* [Data to use]:
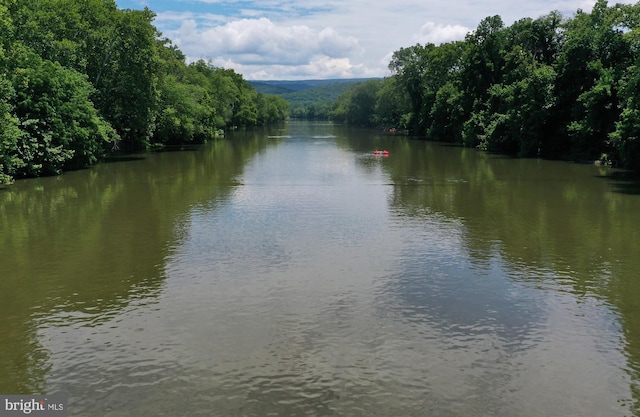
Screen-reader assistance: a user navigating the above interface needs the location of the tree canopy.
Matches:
[332,0,640,170]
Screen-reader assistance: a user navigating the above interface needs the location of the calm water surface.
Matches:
[0,121,640,417]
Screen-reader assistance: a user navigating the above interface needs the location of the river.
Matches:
[0,121,640,417]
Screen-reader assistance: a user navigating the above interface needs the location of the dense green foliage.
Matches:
[332,0,640,169]
[0,0,288,183]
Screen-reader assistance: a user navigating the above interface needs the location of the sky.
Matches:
[116,0,635,80]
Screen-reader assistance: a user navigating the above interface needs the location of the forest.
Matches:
[0,0,288,184]
[330,0,640,171]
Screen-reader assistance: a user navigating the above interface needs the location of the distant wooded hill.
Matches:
[249,78,380,106]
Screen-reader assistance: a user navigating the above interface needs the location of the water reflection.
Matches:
[364,136,640,413]
[0,135,267,394]
[0,122,640,417]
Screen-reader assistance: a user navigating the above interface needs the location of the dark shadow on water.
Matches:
[100,155,145,164]
[598,171,640,195]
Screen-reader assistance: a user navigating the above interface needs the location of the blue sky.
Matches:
[116,0,634,80]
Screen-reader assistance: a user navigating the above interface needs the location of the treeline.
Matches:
[331,0,640,170]
[0,0,288,183]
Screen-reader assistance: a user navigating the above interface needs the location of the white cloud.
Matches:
[138,0,636,79]
[173,18,362,66]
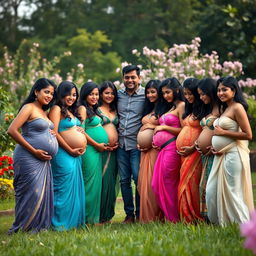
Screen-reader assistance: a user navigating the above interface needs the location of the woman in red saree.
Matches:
[176,78,203,223]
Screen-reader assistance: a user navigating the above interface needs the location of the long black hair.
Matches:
[99,81,117,111]
[56,81,79,118]
[79,82,99,120]
[156,77,184,116]
[198,78,218,117]
[18,78,57,112]
[142,80,161,116]
[182,77,203,120]
[217,76,248,113]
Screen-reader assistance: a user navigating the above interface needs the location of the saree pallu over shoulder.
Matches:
[206,140,254,225]
[152,113,180,222]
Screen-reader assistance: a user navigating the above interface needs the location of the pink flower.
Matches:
[240,210,256,254]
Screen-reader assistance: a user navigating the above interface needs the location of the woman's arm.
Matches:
[7,104,52,161]
[78,106,107,152]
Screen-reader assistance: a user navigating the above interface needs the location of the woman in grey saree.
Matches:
[7,78,58,234]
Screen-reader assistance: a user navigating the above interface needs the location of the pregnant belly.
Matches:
[176,126,201,151]
[85,125,108,143]
[103,123,118,147]
[197,128,213,154]
[212,136,234,151]
[60,127,87,148]
[25,133,59,156]
[153,131,174,147]
[137,129,154,148]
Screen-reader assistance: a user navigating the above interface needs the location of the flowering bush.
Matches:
[0,40,85,109]
[116,37,256,95]
[0,156,14,199]
[0,156,14,179]
[240,210,256,254]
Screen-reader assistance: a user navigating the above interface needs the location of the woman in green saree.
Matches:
[79,82,108,224]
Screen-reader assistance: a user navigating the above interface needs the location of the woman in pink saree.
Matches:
[137,80,163,223]
[152,77,185,222]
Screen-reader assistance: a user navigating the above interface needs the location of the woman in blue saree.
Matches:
[49,81,86,231]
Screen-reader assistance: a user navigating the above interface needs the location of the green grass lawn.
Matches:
[0,173,256,256]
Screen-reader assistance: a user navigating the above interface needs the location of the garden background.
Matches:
[0,0,256,255]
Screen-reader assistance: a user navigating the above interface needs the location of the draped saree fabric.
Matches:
[177,115,203,223]
[9,118,58,233]
[51,118,85,231]
[206,116,253,225]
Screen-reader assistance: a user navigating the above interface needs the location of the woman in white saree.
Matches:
[206,76,253,225]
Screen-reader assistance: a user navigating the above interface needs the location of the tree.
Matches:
[61,29,121,82]
[195,0,256,77]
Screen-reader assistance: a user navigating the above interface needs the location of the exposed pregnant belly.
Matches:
[24,132,59,156]
[137,129,154,148]
[176,126,201,151]
[60,127,87,148]
[153,131,174,147]
[212,135,235,151]
[85,125,108,143]
[103,123,118,147]
[197,128,213,154]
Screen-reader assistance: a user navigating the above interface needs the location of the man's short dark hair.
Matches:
[122,65,140,76]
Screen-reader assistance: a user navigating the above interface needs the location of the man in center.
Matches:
[117,65,145,223]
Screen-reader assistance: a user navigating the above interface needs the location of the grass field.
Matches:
[0,173,256,256]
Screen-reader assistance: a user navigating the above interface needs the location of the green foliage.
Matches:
[0,87,14,156]
[61,29,121,83]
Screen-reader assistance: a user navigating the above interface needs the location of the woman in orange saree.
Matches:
[137,80,163,223]
[176,78,203,223]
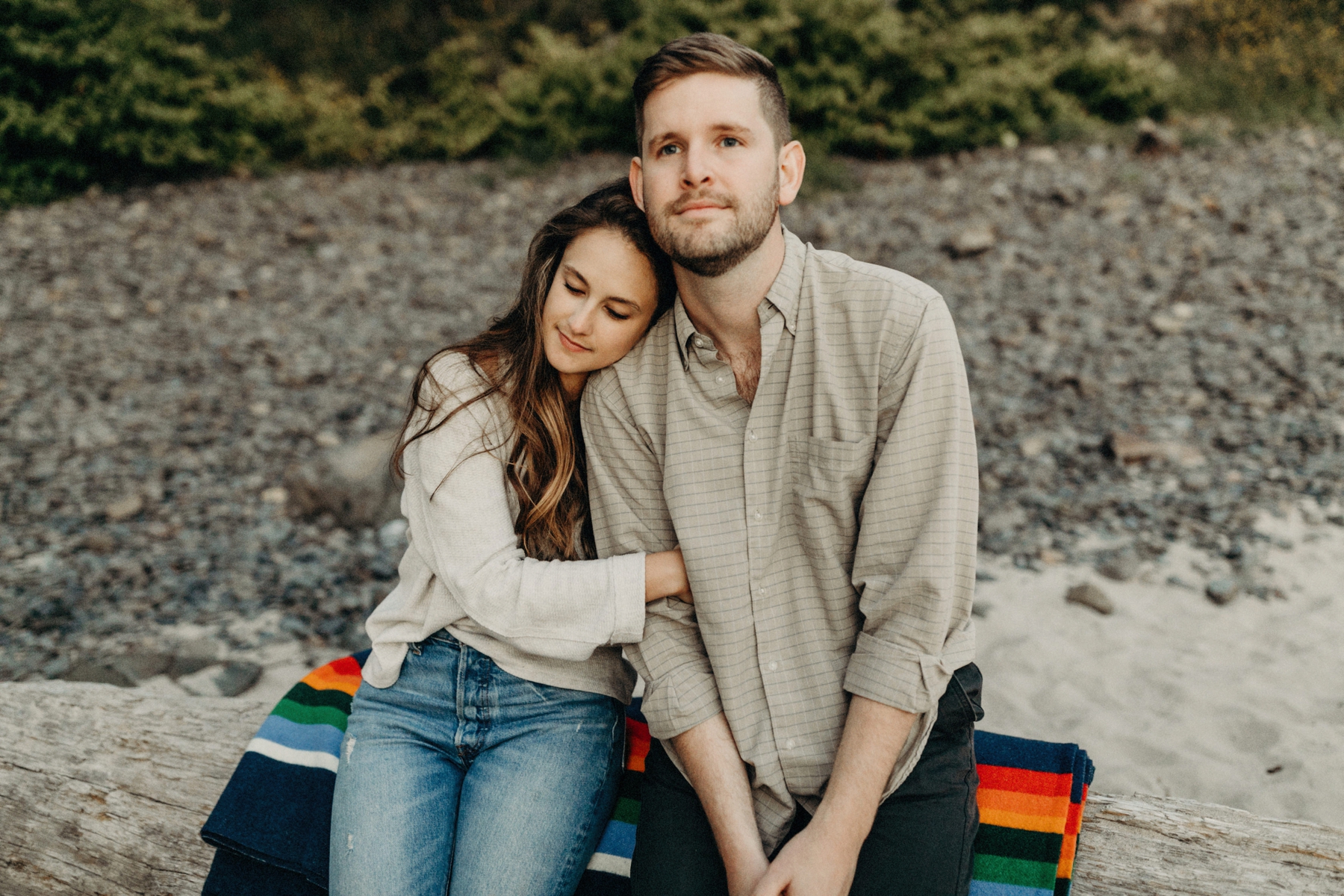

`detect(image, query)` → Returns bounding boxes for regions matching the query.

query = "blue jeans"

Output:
[329,632,625,896]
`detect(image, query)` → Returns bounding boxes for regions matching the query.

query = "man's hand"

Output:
[723,850,770,896]
[672,712,769,896]
[751,822,863,896]
[751,696,918,896]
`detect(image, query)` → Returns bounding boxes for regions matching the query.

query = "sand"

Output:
[976,497,1344,827]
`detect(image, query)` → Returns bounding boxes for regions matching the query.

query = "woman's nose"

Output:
[570,302,595,333]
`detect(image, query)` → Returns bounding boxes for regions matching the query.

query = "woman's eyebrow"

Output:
[606,296,640,314]
[561,264,588,286]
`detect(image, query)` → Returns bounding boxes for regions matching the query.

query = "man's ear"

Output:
[630,156,645,211]
[780,140,808,205]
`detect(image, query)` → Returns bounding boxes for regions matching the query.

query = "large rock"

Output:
[285,430,402,528]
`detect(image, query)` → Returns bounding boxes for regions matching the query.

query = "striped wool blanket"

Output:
[200,650,1092,896]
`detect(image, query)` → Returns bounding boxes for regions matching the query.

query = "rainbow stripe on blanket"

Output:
[971,731,1095,896]
[200,650,1094,896]
[247,657,363,772]
[200,650,368,896]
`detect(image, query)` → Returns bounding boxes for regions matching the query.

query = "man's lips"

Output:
[672,196,732,215]
[555,331,593,352]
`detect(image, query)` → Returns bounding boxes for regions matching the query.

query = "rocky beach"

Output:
[0,131,1344,822]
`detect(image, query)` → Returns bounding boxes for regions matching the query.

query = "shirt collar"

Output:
[672,227,808,368]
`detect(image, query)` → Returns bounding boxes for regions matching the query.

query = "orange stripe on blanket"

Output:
[976,765,1074,797]
[302,666,360,697]
[625,719,650,771]
[1055,834,1078,877]
[980,803,1065,834]
[976,787,1068,833]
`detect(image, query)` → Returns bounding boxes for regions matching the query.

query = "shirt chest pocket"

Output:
[783,437,874,571]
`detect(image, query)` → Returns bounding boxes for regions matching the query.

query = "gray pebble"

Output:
[1065,582,1116,617]
[1204,579,1240,606]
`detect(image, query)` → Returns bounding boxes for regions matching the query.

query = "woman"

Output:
[331,183,691,896]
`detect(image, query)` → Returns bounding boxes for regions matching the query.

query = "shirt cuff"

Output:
[844,632,969,713]
[640,661,723,740]
[608,551,644,644]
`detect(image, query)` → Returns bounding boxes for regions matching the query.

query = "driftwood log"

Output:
[0,681,1344,896]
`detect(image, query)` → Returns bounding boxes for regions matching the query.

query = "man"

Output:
[583,34,980,896]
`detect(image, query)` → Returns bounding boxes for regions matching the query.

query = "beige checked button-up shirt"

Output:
[582,231,978,849]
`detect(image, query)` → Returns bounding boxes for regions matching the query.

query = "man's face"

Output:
[630,72,801,277]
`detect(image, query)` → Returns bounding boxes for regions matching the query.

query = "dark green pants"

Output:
[630,664,984,896]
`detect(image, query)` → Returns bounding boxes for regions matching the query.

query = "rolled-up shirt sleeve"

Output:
[581,368,722,739]
[844,298,980,713]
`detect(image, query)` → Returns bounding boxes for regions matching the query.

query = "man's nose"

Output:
[682,144,714,188]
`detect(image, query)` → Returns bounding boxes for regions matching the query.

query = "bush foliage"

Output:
[1168,0,1344,121]
[0,0,292,204]
[0,0,1344,204]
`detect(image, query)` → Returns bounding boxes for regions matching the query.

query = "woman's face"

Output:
[541,227,659,398]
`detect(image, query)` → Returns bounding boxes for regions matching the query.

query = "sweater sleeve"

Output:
[403,360,644,661]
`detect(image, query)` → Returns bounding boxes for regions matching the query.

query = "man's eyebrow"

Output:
[648,121,756,146]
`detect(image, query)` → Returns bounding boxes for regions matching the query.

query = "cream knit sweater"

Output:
[364,353,644,703]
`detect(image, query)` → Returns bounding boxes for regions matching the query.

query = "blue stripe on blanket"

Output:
[200,752,336,896]
[976,731,1078,775]
[597,819,635,859]
[257,715,346,759]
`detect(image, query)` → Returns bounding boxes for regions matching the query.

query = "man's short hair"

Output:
[635,32,793,155]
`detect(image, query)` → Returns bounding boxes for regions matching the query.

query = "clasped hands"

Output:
[729,819,863,896]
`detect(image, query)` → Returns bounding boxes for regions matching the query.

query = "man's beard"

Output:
[649,175,780,277]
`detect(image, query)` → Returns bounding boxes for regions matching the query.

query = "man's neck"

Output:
[676,215,783,402]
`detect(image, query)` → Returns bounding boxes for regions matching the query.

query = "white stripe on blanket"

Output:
[588,853,630,877]
[245,738,341,774]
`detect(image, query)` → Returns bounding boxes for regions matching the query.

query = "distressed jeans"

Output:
[329,632,625,896]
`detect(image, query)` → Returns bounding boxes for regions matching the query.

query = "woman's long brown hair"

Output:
[393,180,676,560]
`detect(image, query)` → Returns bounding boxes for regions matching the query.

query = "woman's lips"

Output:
[555,331,593,352]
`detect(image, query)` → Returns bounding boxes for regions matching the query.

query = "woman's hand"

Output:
[644,547,694,603]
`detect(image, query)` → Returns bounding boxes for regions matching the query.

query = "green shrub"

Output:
[1166,0,1344,121]
[0,0,1177,204]
[0,0,290,204]
[464,0,1171,157]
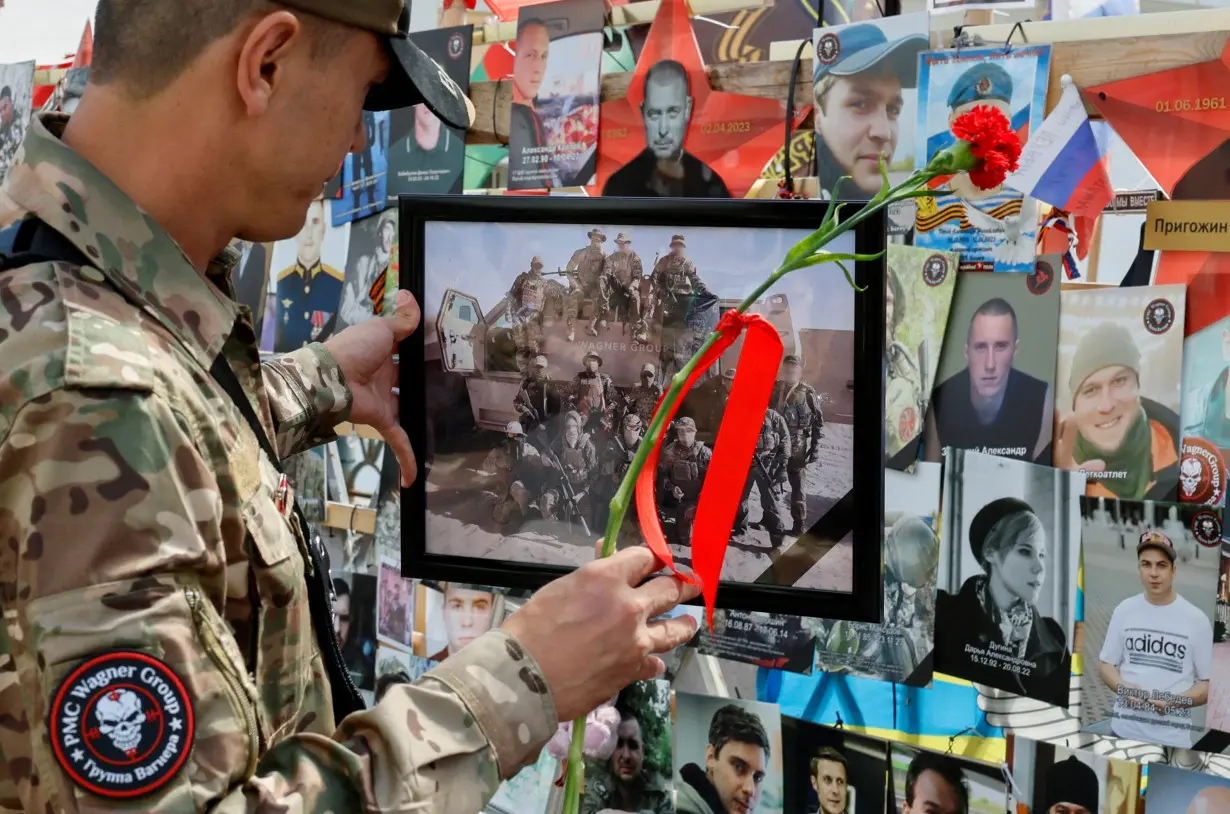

* [Directive]: Arrange the lines of the records, starting with the line that contains "the pink flower." and going on through the line that contains "[7,78,58,234]", as a Markdown table with the columns Row and Line. Number each line in order and leave out any blank lines.

* [Final result]:
| Row | Line |
|---|---|
| 1 | Screen-reader assistance: a user navigating the above interface needs the location of the pink flower. |
| 2 | Matches: |
| 3 | [240,210,256,254] |
| 4 | Screen-reader assistance: a user navigating the above interface needs the location of the woman's arm. |
| 5 | Matches: |
| 6 | [7,104,52,161] |
| 7 | [78,106,107,152] |
| 8 | Screen-reader assistance: a user navigating the above interface needs the location of the woman in grey saree. |
| 9 | Matches: |
| 10 | [7,78,58,234] |